Can you render every line of the records below as a Markdown table with two columns, "Row" for the row number and "Line" for the line itself, leaving out the blank lines?

## START Available data

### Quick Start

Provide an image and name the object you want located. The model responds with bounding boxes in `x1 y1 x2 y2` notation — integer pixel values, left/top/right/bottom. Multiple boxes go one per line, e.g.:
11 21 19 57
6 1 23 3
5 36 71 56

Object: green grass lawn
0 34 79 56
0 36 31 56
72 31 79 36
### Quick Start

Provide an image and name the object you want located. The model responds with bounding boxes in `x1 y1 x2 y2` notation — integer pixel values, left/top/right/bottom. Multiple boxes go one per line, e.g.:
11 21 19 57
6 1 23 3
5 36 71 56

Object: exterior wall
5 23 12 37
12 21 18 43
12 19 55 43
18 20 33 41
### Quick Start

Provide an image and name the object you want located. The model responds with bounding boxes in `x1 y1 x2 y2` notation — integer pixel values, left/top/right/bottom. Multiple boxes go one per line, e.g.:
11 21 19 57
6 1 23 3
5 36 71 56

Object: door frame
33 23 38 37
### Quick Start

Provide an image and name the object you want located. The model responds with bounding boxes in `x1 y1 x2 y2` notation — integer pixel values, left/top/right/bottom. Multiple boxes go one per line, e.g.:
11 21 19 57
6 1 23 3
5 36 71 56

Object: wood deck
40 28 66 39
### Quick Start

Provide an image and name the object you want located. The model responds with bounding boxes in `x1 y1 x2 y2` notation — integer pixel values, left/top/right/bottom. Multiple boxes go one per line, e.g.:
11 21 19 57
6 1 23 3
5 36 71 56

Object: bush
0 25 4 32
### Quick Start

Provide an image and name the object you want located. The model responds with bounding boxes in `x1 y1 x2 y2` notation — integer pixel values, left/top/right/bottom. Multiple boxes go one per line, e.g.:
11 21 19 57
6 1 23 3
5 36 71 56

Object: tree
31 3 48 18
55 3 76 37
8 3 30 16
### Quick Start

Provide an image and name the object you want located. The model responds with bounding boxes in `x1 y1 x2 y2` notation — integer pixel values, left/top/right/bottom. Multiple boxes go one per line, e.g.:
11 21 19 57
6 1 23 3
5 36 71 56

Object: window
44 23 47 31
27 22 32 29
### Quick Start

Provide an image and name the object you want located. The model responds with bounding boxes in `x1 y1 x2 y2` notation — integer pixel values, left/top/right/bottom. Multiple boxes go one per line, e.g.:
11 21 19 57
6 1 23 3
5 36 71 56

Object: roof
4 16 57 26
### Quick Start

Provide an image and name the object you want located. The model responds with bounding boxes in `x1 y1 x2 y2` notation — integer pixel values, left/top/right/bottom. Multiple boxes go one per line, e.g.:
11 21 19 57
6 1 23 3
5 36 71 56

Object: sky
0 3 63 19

## END Available data

▶ **Exercise output**:
| Row | Line |
|---|---|
| 1 | ### Quick Start |
| 2 | Provide an image and name the object you want located. The model responds with bounding boxes in `x1 y1 x2 y2` notation — integer pixel values, left/top/right/bottom. Multiple boxes go one per line, e.g.: |
| 3 | 11 21 19 57 |
| 4 | 6 1 23 3 |
| 5 | 5 36 71 56 |
| 6 | Object: green grass lawn |
| 7 | 0 34 79 56 |
| 8 | 0 36 31 56 |
| 9 | 72 31 79 36 |
| 10 | ### Quick Start |
| 11 | Provide an image and name the object you want located. The model responds with bounding boxes in `x1 y1 x2 y2` notation — integer pixel values, left/top/right/bottom. Multiple boxes go one per line, e.g.: |
| 12 | 11 21 19 57 |
| 13 | 6 1 23 3 |
| 14 | 5 36 71 56 |
| 15 | Object: exterior wall |
| 16 | 5 23 12 37 |
| 17 | 12 21 18 43 |
| 18 | 12 19 55 43 |
| 19 | 18 20 33 41 |
| 20 | ### Quick Start |
| 21 | Provide an image and name the object you want located. The model responds with bounding boxes in `x1 y1 x2 y2` notation — integer pixel values, left/top/right/bottom. Multiple boxes go one per line, e.g.: |
| 22 | 11 21 19 57 |
| 23 | 6 1 23 3 |
| 24 | 5 36 71 56 |
| 25 | Object: door frame |
| 26 | 33 23 38 37 |
| 27 | ### Quick Start |
| 28 | Provide an image and name the object you want located. The model responds with bounding boxes in `x1 y1 x2 y2` notation — integer pixel values, left/top/right/bottom. Multiple boxes go one per line, e.g.: |
| 29 | 11 21 19 57 |
| 30 | 6 1 23 3 |
| 31 | 5 36 71 56 |
| 32 | Object: wood deck |
| 33 | 40 28 66 39 |
| 34 | ### Quick Start |
| 35 | Provide an image and name the object you want located. The model responds with bounding boxes in `x1 y1 x2 y2` notation — integer pixel values, left/top/right/bottom. Multiple boxes go one per line, e.g.: |
| 36 | 11 21 19 57 |
| 37 | 6 1 23 3 |
| 38 | 5 36 71 56 |
| 39 | Object: bush |
| 40 | 0 25 4 32 |
| 41 | ### Quick Start |
| 42 | Provide an image and name the object you want located. The model responds with bounding boxes in `x1 y1 x2 y2` notation — integer pixel values, left/top/right/bottom. Multiple boxes go one per line, e.g.: |
| 43 | 11 21 19 57 |
| 44 | 6 1 23 3 |
| 45 | 5 36 71 56 |
| 46 | Object: tree |
| 47 | 31 3 48 18 |
| 48 | 55 3 76 37 |
| 49 | 8 3 30 16 |
| 50 | ### Quick Start |
| 51 | Provide an image and name the object you want located. The model responds with bounding boxes in `x1 y1 x2 y2` notation — integer pixel values, left/top/right/bottom. Multiple boxes go one per line, e.g.: |
| 52 | 11 21 19 57 |
| 53 | 6 1 23 3 |
| 54 | 5 36 71 56 |
| 55 | Object: window |
| 56 | 44 23 47 31 |
| 57 | 27 22 32 29 |
| 58 | ### Quick Start |
| 59 | Provide an image and name the object you want located. The model responds with bounding boxes in `x1 y1 x2 y2` notation — integer pixel values, left/top/right/bottom. Multiple boxes go one per line, e.g.: |
| 60 | 11 21 19 57 |
| 61 | 6 1 23 3 |
| 62 | 5 36 71 56 |
| 63 | Object: roof |
| 64 | 4 16 57 26 |
| 65 | ### Quick Start |
| 66 | Provide an image and name the object you want located. The model responds with bounding boxes in `x1 y1 x2 y2` notation — integer pixel values, left/top/right/bottom. Multiple boxes go one per line, e.g.: |
| 67 | 11 21 19 57 |
| 68 | 6 1 23 3 |
| 69 | 5 36 71 56 |
| 70 | Object: sky |
| 71 | 0 3 63 19 |